(Source records)
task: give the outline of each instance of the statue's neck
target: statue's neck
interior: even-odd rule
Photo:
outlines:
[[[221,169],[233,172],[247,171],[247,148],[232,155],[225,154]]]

GOAL ->
Copy every line above, the requests too, and add 33 to each coordinate in the outlines.

COMPLETED EXERCISE ->
task: give the outline of each instance of the statue's neck
target: statue's neck
interior: even-odd rule
Photo:
outlines:
[[[254,202],[266,205],[280,204],[280,181],[265,188],[258,187]]]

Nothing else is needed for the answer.